# WHAT YOU WILL DO
Print every row below word for word, leaving out the pictures.

• • •

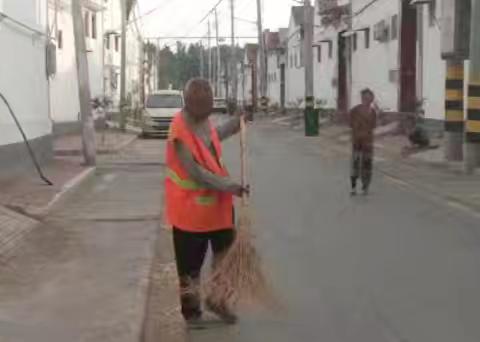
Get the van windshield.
[147,95,183,108]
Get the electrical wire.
[0,93,53,185]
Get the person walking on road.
[165,78,248,325]
[350,88,377,195]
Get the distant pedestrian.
[350,88,377,195]
[165,78,248,325]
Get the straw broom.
[204,117,274,309]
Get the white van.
[142,90,183,137]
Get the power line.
[198,0,223,25]
[145,35,258,40]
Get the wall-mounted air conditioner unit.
[85,37,95,52]
[373,20,388,42]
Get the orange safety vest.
[165,112,233,232]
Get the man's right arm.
[174,139,242,193]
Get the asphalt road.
[182,116,480,342]
[0,121,480,342]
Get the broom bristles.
[187,207,278,309]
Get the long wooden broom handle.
[240,115,248,205]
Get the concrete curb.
[31,167,96,216]
[0,167,96,259]
[54,135,138,157]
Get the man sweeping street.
[350,88,377,196]
[165,78,248,325]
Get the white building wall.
[267,51,281,106]
[103,0,122,108]
[313,27,338,108]
[418,6,446,120]
[126,21,142,108]
[0,0,52,145]
[49,0,80,123]
[49,0,104,123]
[350,0,400,111]
[285,18,305,108]
[84,0,104,98]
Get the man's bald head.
[184,78,213,120]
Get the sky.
[138,0,296,45]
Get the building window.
[92,13,97,39]
[364,28,370,49]
[390,14,398,40]
[428,0,437,27]
[57,30,63,50]
[83,11,90,37]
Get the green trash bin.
[305,107,320,137]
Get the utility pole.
[445,57,464,161]
[465,0,480,173]
[200,41,205,78]
[215,8,222,96]
[257,0,267,111]
[303,0,318,136]
[230,0,238,108]
[208,19,213,84]
[119,0,127,130]
[72,1,96,166]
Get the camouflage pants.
[351,142,373,188]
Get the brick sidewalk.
[54,130,137,156]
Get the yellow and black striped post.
[465,82,480,144]
[260,96,268,113]
[465,80,480,173]
[465,0,480,173]
[445,59,464,161]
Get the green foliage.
[144,42,243,89]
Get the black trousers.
[173,227,235,320]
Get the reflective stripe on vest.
[167,169,217,206]
[167,169,205,190]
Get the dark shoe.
[185,315,205,329]
[205,299,238,324]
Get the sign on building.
[440,0,471,59]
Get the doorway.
[337,31,348,116]
[398,0,417,112]
[280,64,285,109]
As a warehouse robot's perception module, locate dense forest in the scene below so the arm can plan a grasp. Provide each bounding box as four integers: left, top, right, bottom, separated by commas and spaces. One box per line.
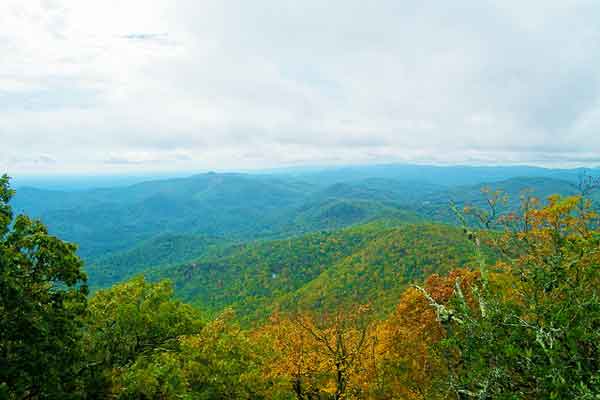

• • •

# COMPLETE ANSWER
Get the van windshield.
[147,95,183,108]
Get the electrical wire.
[0,93,53,185]
Get the person walking on road.
[165,78,248,325]
[350,88,377,195]
Get the distant pedestrian.
[350,88,377,195]
[165,78,248,325]
Get the straw broom.
[204,117,274,309]
Get the white van.
[142,90,183,137]
Get the power line.
[198,0,223,25]
[145,35,258,40]
Get the wall-mounted air conditioner unit.
[85,37,95,52]
[373,20,388,42]
Get the orange safety vest.
[165,112,233,232]
Get the man's right arm.
[174,139,242,193]
Get the asphalt road.
[182,116,480,342]
[0,121,480,342]
Get the broom bristles.
[187,207,278,309]
Get the long wooden broom handle.
[240,115,248,205]
Get the concrete curb.
[31,167,96,216]
[0,167,96,259]
[54,135,138,157]
Get the man sweeping street.
[350,88,377,196]
[165,78,248,325]
Get the white building wall.
[267,51,281,106]
[103,0,122,108]
[313,27,338,108]
[418,6,446,120]
[126,21,142,108]
[0,0,52,145]
[49,0,80,123]
[49,0,104,123]
[350,0,400,111]
[285,18,305,108]
[84,0,104,98]
Get the man's bald head.
[184,78,213,120]
Get the sky.
[138,0,296,45]
Get the building window.
[92,13,97,39]
[364,28,370,49]
[390,14,398,40]
[428,0,437,27]
[57,30,63,50]
[83,11,90,37]
Get the green trash bin.
[305,107,320,137]
Get the utility pole.
[445,57,464,161]
[465,0,480,173]
[200,41,205,78]
[215,8,222,96]
[257,0,267,111]
[303,0,318,136]
[230,0,238,108]
[208,19,213,84]
[119,0,127,130]
[72,1,96,166]
Get the camouflage pants.
[351,142,373,188]
Get the brick sidewalk.
[54,130,137,156]
Get the yellow and black striped post.
[465,82,480,144]
[260,96,268,113]
[465,80,480,173]
[465,0,480,173]
[445,59,464,161]
Get the green foliage.
[144,42,243,89]
Get the black trousers.
[173,227,235,320]
Get the reflective stripe on vest.
[167,169,217,206]
[167,169,205,190]
Get the dark shoe.
[185,315,205,329]
[205,299,238,324]
Get the sign on building.
[440,0,471,59]
Get the doorway.
[337,31,348,116]
[398,0,417,112]
[280,64,285,109]
As a warehouse robot's perception module, locate dense forest in the scene below so the arm can plan a grasp. Provide each bounding box as four integers: left, top, right, bottom, separated by commas and spaces. One box per line.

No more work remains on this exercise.